*** Selected passage ***

17. In March 2011, Green Chem Second Edition LLC exercised warrants to purchase 182,620 shares of our common stock at an exercise price of $0.01 per share.
 
18. In March 2011, Norwood LDK, LLC exercised warrants to purchase 91,310 shares of our common stock at an exercise price of $0.01 per share.
 
19. In March 2011, the Registrant granted stock options to purchase an aggregate of 263,750 shares of its common stock at an exercise price of $3.45 per share to our employees and consultants.
 
20. In April 2011, Plainfield Finance II LLC exercised warrants to purchase 639,170 shares of our common stock at an exercise price of $0.01 per share.

*** Dataset rows ***

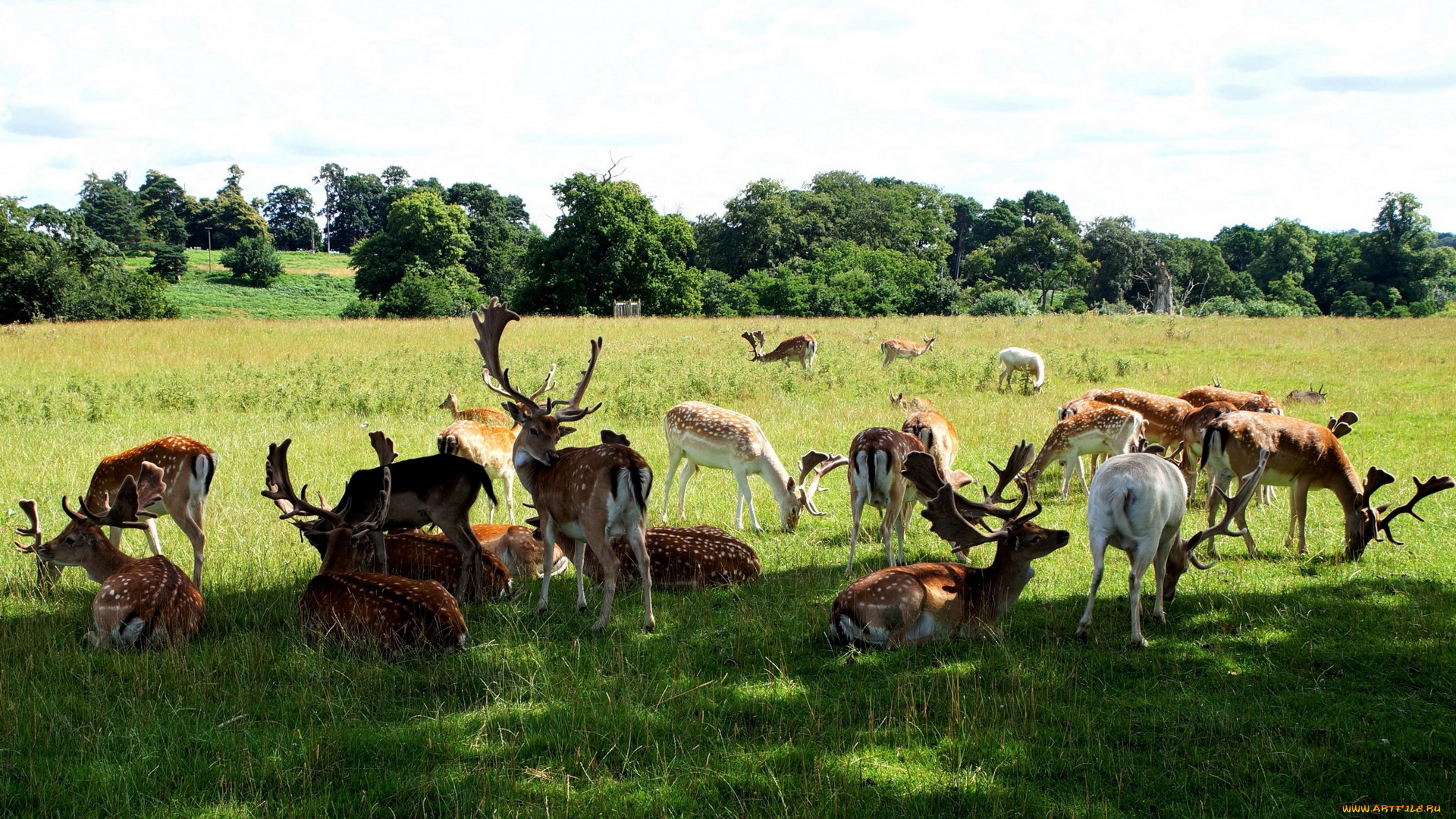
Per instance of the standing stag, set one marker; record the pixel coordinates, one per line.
(359, 608)
(1305, 457)
(799, 349)
(940, 601)
(712, 438)
(142, 604)
(1138, 504)
(588, 494)
(900, 349)
(1019, 360)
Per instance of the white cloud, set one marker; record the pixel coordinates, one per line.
(1185, 117)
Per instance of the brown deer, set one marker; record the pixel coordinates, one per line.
(893, 349)
(1305, 457)
(143, 604)
(721, 439)
(187, 468)
(364, 610)
(1106, 430)
(940, 601)
(588, 494)
(799, 349)
(481, 414)
(686, 558)
(1251, 401)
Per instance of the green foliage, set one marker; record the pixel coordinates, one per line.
(254, 261)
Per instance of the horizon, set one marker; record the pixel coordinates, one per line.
(1184, 121)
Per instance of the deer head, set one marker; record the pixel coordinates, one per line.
(542, 425)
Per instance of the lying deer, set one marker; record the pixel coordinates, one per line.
(1305, 457)
(1138, 504)
(940, 601)
(143, 604)
(1106, 430)
(799, 349)
(366, 610)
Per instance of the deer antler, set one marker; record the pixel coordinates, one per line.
(1429, 488)
(280, 488)
(1248, 485)
(490, 324)
(383, 447)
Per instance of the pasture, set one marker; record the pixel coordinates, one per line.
(1279, 687)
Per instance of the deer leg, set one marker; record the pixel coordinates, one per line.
(1097, 542)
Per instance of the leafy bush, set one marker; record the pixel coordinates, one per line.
(1002, 303)
(254, 261)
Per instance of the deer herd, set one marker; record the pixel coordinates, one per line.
(386, 585)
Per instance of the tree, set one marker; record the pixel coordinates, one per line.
(421, 234)
(610, 243)
(290, 219)
(254, 261)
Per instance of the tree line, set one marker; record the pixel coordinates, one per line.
(843, 245)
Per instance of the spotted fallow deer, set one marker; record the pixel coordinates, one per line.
(686, 558)
(940, 601)
(143, 604)
(482, 414)
(364, 610)
(588, 494)
(1138, 504)
(187, 468)
(712, 438)
(893, 349)
(799, 349)
(1305, 457)
(1106, 430)
(1251, 401)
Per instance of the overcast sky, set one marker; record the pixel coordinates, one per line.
(1187, 117)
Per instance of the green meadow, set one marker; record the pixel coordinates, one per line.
(1280, 686)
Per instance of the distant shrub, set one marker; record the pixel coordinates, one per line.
(254, 261)
(1002, 303)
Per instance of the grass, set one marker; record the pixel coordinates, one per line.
(1279, 687)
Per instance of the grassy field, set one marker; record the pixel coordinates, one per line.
(1280, 687)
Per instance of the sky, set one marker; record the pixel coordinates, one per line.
(1184, 115)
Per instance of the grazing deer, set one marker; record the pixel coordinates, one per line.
(1250, 401)
(1307, 395)
(686, 558)
(481, 414)
(1305, 457)
(187, 469)
(938, 601)
(900, 349)
(1019, 360)
(143, 604)
(588, 494)
(799, 349)
(913, 404)
(875, 463)
(359, 608)
(1138, 504)
(1106, 430)
(714, 438)
(1163, 413)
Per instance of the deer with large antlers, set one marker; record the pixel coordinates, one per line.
(1138, 504)
(360, 608)
(1106, 430)
(940, 601)
(797, 349)
(142, 602)
(1305, 457)
(187, 468)
(712, 438)
(893, 349)
(588, 494)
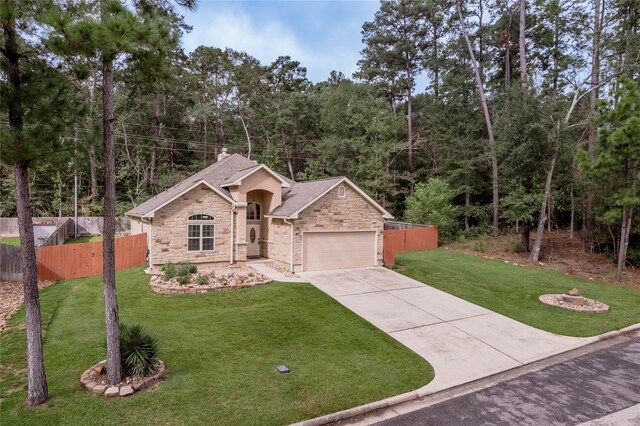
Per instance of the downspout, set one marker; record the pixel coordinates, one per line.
(233, 212)
(291, 224)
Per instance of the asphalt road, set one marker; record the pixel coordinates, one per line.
(573, 392)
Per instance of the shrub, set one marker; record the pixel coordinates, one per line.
(169, 270)
(186, 269)
(183, 279)
(138, 350)
(202, 280)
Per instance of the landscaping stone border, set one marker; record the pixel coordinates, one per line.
(589, 305)
(123, 389)
(162, 287)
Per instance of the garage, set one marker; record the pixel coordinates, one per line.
(337, 250)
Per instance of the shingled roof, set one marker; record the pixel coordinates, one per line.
(220, 174)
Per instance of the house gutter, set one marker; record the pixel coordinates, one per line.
(233, 212)
(291, 224)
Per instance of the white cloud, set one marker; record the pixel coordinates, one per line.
(266, 39)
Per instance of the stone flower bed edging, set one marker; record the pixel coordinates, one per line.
(94, 380)
(587, 305)
(234, 279)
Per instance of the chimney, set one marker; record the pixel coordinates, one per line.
(223, 153)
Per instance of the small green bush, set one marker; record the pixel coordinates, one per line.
(202, 280)
(186, 269)
(169, 271)
(183, 279)
(138, 350)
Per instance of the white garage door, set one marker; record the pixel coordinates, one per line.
(337, 250)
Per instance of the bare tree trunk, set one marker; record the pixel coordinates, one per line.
(37, 391)
(625, 231)
(487, 118)
(523, 44)
(589, 223)
(573, 214)
(542, 217)
(114, 368)
(246, 132)
(467, 204)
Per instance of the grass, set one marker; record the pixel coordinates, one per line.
(12, 241)
(513, 291)
(221, 350)
(85, 239)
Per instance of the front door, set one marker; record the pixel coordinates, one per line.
(253, 237)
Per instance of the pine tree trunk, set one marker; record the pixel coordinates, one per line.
(625, 231)
(534, 256)
(523, 44)
(589, 222)
(409, 120)
(114, 369)
(487, 118)
(524, 238)
(37, 391)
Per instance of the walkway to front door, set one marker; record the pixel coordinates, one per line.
(462, 341)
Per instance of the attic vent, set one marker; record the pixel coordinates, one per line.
(223, 153)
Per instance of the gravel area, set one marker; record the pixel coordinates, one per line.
(11, 298)
(587, 305)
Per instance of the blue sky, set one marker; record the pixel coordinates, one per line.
(321, 35)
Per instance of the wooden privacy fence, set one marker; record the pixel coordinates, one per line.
(401, 240)
(85, 260)
(11, 259)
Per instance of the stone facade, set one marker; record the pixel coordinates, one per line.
(169, 238)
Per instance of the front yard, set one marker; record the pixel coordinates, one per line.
(221, 350)
(514, 290)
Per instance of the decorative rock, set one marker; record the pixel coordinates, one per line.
(99, 388)
(587, 305)
(126, 390)
(112, 391)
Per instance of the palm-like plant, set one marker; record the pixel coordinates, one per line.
(138, 349)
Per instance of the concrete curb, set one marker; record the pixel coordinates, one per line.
(420, 392)
(360, 410)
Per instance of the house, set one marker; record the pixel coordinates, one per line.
(237, 209)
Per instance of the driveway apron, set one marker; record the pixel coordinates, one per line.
(462, 341)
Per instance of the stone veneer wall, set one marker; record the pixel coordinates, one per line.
(329, 213)
(169, 238)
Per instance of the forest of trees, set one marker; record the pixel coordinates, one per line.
(511, 118)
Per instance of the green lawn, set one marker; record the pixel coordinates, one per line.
(221, 350)
(86, 239)
(513, 291)
(12, 241)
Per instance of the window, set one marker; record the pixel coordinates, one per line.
(253, 211)
(200, 236)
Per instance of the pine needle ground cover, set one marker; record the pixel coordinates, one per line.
(220, 349)
(513, 291)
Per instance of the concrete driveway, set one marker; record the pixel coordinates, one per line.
(462, 341)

***

#### Task requirements:
[a] According to the stock issuance list, how many shares of common stock did Norwood LDK, LLC's warrants cover?
[b] Update the stock issuance list by swapping "consultants" for "advisors". Begin at the words "17. In March 2011, Green" and stop after "employees and consultants.".
[c] Take the stock issuance list further from where it stops.

#### Expected results:
[a] 91,310 shares

[b]
17. In March 2011, Green Chem Second Edition LLC exercised warrants to purchase 182,620 shares of our common stock at an exercise price of $0.01 per share.
 
18. In March 2011, Norwood LDK, LLC exercised warrants to purchase 91,310 shares of our common stock at an exercise price of $0.01 per share.
 
19. In March 2011, the Registrant granted stock options to purchase an aggregate of 263,750 shares of its common stock at an exercise price of $3.45 per share to our employees and advisors.

[c]
The issuance of securities described above in paragraphs 1-15, 17-18 and 20 were exempt from registration under the Securities Act of 1933, as amended, in reliance on Section 4(2) of the Securities Act of 1933, as amended, or Regulation D or Regulation S promulgated thereunder, as transactions by an issuer not involving any public offering. The purchasers of the securities in these transactions represented that they were accredited investors and that they were acquiring the securities for investment only and not with a view toward the public sale or distribution thereof. Such purchasers received written disclosures that the securities had not been registered under the Securities Act of 1933, as amended, and that any resale must be made pursuant to a registration statement or an available exemption from registration. All purchasers either received adequate financial statement or non-financial statement information about us or had adequate access, through their relationship with us, to financial statement or non-financial statement information about us. The sale of these securities was made without general solicitation or advertising.
 
The issuance of securities described above in paragraphs 16 and 19 were exempt from registration under the Securities Act of 1933, as amended, in reliance on Rule 701 of the Securities Act of 1933, as amended, pursuant to compensatory benefit plans or agreements approved by the Registrant’s board of directors.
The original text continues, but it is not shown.